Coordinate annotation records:
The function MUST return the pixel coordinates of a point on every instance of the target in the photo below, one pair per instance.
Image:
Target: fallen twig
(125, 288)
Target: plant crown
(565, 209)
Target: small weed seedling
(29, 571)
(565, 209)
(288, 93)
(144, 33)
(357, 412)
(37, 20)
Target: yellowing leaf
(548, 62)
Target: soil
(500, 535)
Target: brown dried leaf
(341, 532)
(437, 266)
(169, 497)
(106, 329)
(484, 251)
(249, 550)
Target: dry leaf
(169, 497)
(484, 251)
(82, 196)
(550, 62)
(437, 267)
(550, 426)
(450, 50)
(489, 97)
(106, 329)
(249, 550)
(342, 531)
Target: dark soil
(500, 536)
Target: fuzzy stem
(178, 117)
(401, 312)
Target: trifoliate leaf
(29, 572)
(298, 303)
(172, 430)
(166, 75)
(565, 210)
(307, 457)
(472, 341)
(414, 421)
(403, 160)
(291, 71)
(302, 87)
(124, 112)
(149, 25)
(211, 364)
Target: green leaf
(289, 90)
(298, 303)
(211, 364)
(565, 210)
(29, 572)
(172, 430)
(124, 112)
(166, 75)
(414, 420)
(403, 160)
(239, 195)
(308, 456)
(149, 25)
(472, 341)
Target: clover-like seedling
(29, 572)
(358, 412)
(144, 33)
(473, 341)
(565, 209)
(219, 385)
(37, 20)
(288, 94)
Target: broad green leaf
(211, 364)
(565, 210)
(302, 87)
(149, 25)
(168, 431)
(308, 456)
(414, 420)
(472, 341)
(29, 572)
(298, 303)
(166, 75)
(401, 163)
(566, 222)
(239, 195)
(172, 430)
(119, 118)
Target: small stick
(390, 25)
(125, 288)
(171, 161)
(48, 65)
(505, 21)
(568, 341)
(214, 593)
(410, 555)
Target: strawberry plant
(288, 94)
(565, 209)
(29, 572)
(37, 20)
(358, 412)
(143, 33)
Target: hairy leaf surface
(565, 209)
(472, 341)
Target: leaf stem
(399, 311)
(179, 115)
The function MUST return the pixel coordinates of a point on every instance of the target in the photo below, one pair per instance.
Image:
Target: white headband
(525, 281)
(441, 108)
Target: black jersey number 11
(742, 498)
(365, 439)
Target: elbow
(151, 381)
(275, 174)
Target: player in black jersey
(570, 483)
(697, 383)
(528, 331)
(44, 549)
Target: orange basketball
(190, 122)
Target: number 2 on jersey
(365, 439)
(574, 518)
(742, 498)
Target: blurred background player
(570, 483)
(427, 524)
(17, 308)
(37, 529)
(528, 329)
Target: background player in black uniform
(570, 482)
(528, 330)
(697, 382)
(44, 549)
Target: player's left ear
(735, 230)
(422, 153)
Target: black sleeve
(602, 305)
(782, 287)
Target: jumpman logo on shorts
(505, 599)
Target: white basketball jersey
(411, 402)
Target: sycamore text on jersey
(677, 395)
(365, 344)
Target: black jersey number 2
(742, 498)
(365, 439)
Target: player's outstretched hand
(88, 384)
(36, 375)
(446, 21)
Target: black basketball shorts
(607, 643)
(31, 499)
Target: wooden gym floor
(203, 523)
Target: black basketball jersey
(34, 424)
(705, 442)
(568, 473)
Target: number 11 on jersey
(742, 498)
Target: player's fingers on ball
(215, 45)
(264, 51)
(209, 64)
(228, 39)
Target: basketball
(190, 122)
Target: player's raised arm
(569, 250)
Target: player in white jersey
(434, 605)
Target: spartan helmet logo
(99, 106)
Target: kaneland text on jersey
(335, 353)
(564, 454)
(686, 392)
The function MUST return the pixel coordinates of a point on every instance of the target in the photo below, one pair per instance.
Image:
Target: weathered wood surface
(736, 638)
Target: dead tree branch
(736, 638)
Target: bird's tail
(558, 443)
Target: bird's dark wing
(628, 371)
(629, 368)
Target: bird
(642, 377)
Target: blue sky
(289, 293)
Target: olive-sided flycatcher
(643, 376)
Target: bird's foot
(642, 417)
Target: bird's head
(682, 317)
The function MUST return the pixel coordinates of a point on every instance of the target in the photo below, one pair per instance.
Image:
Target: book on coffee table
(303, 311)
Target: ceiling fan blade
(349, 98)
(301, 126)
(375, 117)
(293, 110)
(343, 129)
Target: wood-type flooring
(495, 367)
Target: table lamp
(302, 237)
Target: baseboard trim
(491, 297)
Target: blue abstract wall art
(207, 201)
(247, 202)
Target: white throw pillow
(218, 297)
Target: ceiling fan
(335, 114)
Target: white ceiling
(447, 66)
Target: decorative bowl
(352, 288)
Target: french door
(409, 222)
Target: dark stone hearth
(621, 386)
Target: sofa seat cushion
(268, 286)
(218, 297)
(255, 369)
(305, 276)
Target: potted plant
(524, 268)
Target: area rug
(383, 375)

Written task -
Reproduce every line of the material above verbatim, keeping the original order.

Written response -
The function MUST return the pixel coordinates of a point on every instance of the target in the photo below, one pair per instance.
Image:
Target: fallen twig
(125, 288)
Target: plant crown
(565, 209)
Target: small weed seedling
(29, 571)
(565, 209)
(288, 93)
(144, 33)
(357, 412)
(37, 20)
Target: yellowing leaf
(548, 62)
Target: soil
(500, 535)
Target: brown dried leaf
(341, 532)
(437, 266)
(169, 497)
(106, 329)
(484, 251)
(249, 550)
Target: dry leaf
(169, 497)
(484, 251)
(82, 196)
(550, 62)
(437, 267)
(550, 426)
(450, 50)
(489, 97)
(106, 329)
(249, 550)
(342, 531)
Target: dark soil
(500, 536)
Target: fuzzy stem
(178, 117)
(401, 312)
Target: trifoliate leaf
(29, 572)
(298, 303)
(172, 430)
(166, 75)
(565, 210)
(307, 457)
(472, 341)
(414, 421)
(403, 160)
(291, 71)
(302, 87)
(124, 112)
(149, 25)
(211, 364)
Target: green leaf
(289, 90)
(298, 303)
(211, 364)
(565, 210)
(29, 572)
(172, 430)
(124, 112)
(166, 75)
(414, 420)
(403, 160)
(239, 195)
(308, 456)
(149, 25)
(472, 341)
Target: clover-like seedling
(29, 572)
(358, 412)
(144, 33)
(473, 341)
(565, 209)
(219, 385)
(37, 20)
(288, 94)
Target: broad green leaf
(211, 364)
(565, 210)
(302, 87)
(149, 25)
(168, 431)
(308, 456)
(414, 420)
(472, 341)
(29, 572)
(298, 303)
(166, 75)
(401, 163)
(566, 222)
(239, 195)
(172, 430)
(119, 118)
Target: small stick
(390, 25)
(125, 288)
(171, 161)
(48, 65)
(505, 21)
(568, 341)
(214, 593)
(410, 555)
Target: strawberry plant
(288, 94)
(565, 209)
(29, 572)
(37, 20)
(358, 412)
(143, 33)
Target: hairy leaf surface
(565, 209)
(472, 341)
Target: leaf stem
(399, 311)
(179, 115)
The function MUST return the pixel coordinates of a point on every instance of the target in the photo below, one pair per instance.
Image:
Target: white headband
(525, 281)
(441, 108)
Target: black jersey number 11
(742, 498)
(365, 439)
Target: elbow
(151, 381)
(275, 174)
Target: player in black jersey
(570, 483)
(697, 383)
(528, 331)
(44, 549)
Target: orange basketball
(190, 122)
Target: number 2 on jersey
(365, 439)
(574, 518)
(742, 498)
Target: blurred background player
(570, 483)
(427, 524)
(17, 308)
(37, 529)
(528, 329)
Target: background player in black uniform
(570, 482)
(528, 330)
(697, 382)
(44, 549)
Target: player's left ear
(735, 230)
(422, 153)
Target: black sleeve
(602, 305)
(782, 287)
Target: jumpman logo on shorts
(505, 599)
Target: white basketball jersey
(411, 402)
Target: sycamore text on jersey
(677, 395)
(365, 344)
Target: black jersey number 2
(742, 498)
(365, 439)
Target: player's outstretched hand
(88, 384)
(36, 375)
(446, 21)
Target: black basketball shorts
(607, 643)
(31, 499)
Target: wooden gym floor
(203, 523)
Target: black basketball jersey
(34, 424)
(705, 442)
(568, 473)
Target: number 11 on jersey
(742, 498)
Target: player's fingers on ball
(215, 45)
(264, 51)
(209, 64)
(228, 39)
Target: basketball
(190, 122)
Target: player's raised arm
(569, 250)
Target: player in white jersey
(434, 605)
Target: spartan helmet logo
(99, 106)
Target: kaneland text on jersey
(335, 353)
(564, 454)
(686, 392)
The function MUST return the pixel coordinates of a point on every instance of the target in the photo below, one pair per instance.
Image:
Target: weathered wood surface
(736, 638)
Target: dead tree branch
(736, 638)
Target: bird's tail
(558, 443)
Target: bird's dark wing
(628, 371)
(629, 368)
Target: bird
(642, 377)
Target: blue sky
(289, 293)
Target: olive-sided flycatcher
(643, 376)
Target: bird's foot
(642, 417)
Target: bird's head
(682, 317)
The function MUST return the pixel coordinates of a point on every instance of the target in the photo below, one pair per instance.
Image:
Target: book on coffee table
(303, 311)
Target: ceiling fan blade
(349, 98)
(301, 126)
(375, 117)
(293, 110)
(343, 129)
Target: wood-type flooring
(495, 367)
Target: table lamp
(302, 237)
Target: baseboard trim
(491, 297)
Target: blue abstract wall art
(207, 201)
(247, 202)
Target: white throw pillow
(218, 297)
Target: ceiling fan
(335, 114)
Target: white ceiling
(447, 66)
Target: decorative bowl
(352, 288)
Target: french door
(409, 222)
Target: dark stone hearth
(621, 386)
Target: sofa seat cushion
(268, 286)
(218, 297)
(255, 369)
(305, 276)
Target: potted plant
(524, 268)
Target: area rug
(383, 375)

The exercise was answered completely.